> TEXT SHOWN
══════

Earlier today, I was at a certain
construction site with some other members of the group doing our bit to get the
work going. Our work precisely was to assist the engineers on site couple and
install a big fabricated tent.
While we were standing around letting the
engineers do their work, a conversation had ensued between myself and a couple
that stood close to me. The husband was pretty worried first that the footing
of the tent did not look too sure to be able to carry the weight of the
materials to be assembled with it considering the number of years that it is
expected to last. The man casually commented that the materials used to
fabricate the tent did not actually look so “foreign” and that these kinds of
things should be fabricated in Nigeria.
It was at this point I found myself plunging heatedly into the conversation.
First of all, I noted that yes, it was
possible to do such here in Nigeria,
but we do not have people-or more appropriately-graduates with the required
skills, knowledge base and also mind set required to accomplish such a task. I
mentioned that this situation was very much connected to the kind and system of
education currently available and mass-marketed in Nigeria which does not equip,
empower or even inspire one to creatively convert his education into value.
I said that, in Nigeria, the typical graduate
would hardly think about starting a business or running a manufacturing firm, but would be more
pre-occupied with thinking about securing a job
(whether good or bad, high-paying or not) as long as they would get some
pay at the end of the month. For me, there is absolutely nothing wrong with getting a
job or desiring to have one. I do have a regular day job, but I do business in my
spare time. But my frustration lies in
the fact that, for me as a trained Biochemist, I could hardly figure out (as at
when I was in school, and a few years after graduation) how I could use my
knowledge as a biochemist to start a business, a food or beverage making
company, a brewery, or something related. All the reality that seemed possible
to me was to join the band-wagon and hit the streets in search of a white
collar job.
It still beats me that in all my four solid
years in the university studying biochemistry, I never got to synthesise an
enzyme, attempt making some fruit juice, wine or soft drink concentrate,
anything at all. All I remember doing was compelling myself to study some huge,
lousy chemical structures as well as some chemical pathways that I sometimes
found confusing or somewhat irrelevant.
In my conversation with the couple I
mentioned earlier, it was clear to us that we really did not have an excuse to
not be able to fabricate or manufacture things. For instance, Japan revolutionized
their industry by taking painstaking years–less than a decade–to understudy certain
developed nations, their industry, their technology, everything. Today, when it
comes to industry and technology, Japan is a force no-one can ignore.
Sadly and unfortunately, as Nigerians, we
are not even doing things to help ourselves. In this regard, our governments
are busy wooing foreign investors to come invest in our economy; yearly pumping
out thousands of students to several foreign institutions under federal and state
scholarship schemes with the hope that someday they would come back to develop
their motherland–of which 90% of the time never come back to the country after
their study is over.
As long as our educational system remains
the way it is, Nigeria and Africa will perpetually remain underdeveloped. As long as a student cannot while in class
envision how he would utilise his education in order to harness resources in
order to create value, make legal profit and contribute meaningfully to
societal development, then we would continue to have a high and ever-increasing unemployment rate. Personally I feel disappointed at times when I imagine
that I could use knowledge as a biochemist to begin a food manufacturing plant,
a brewery, or perhaps a juice concentrate factory. But unfortunately, in school
the education I received could not possibly empower me with the knowledge,
skills and mindset to accomplish such tasks. Today, I am a Salesman by
profession and a practicing entrepreneur, but only a biochemist by educational
qualification.

══════

> WORK INSTRUCTIONS
Summarize the piece on Nigeria's education system above in two sentences. The listing that comes next has no connection to the piece on Nigeria's education system.

══════

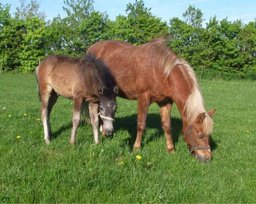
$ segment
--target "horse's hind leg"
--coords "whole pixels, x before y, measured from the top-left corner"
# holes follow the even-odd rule
[[[76,142],[76,133],[79,125],[80,119],[80,110],[83,104],[83,97],[76,97],[74,98],[74,107],[73,108],[73,127],[70,143],[73,144]]]
[[[164,131],[166,139],[167,151],[170,153],[174,152],[174,145],[172,136],[172,125],[170,113],[172,102],[170,103],[158,103],[160,108],[160,114],[162,120],[162,126]]]
[[[93,137],[96,143],[100,142],[99,135],[99,104],[96,103],[90,103],[89,104],[90,116],[91,119],[91,123],[93,130]]]
[[[44,125],[44,139],[49,143],[52,135],[49,117],[52,106],[56,102],[58,96],[50,85],[40,88],[41,96],[41,118]]]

══════

> ANSWER BELOW
During a conversation with a couple at a construction site, the writer argued that things like the tent being installed could be fabricated in Nigeria, but the country lacks graduates with the required skills, knowledge and mindset. The writer blames an education system that does not equip or inspire people to convert their education into value, recalling four years of studying biochemistry without ever making an enzyme, juice or wine, and warns that as long as the system stays this way, Nigeria and Africa will remain underdeveloped and unemployment will keep rising.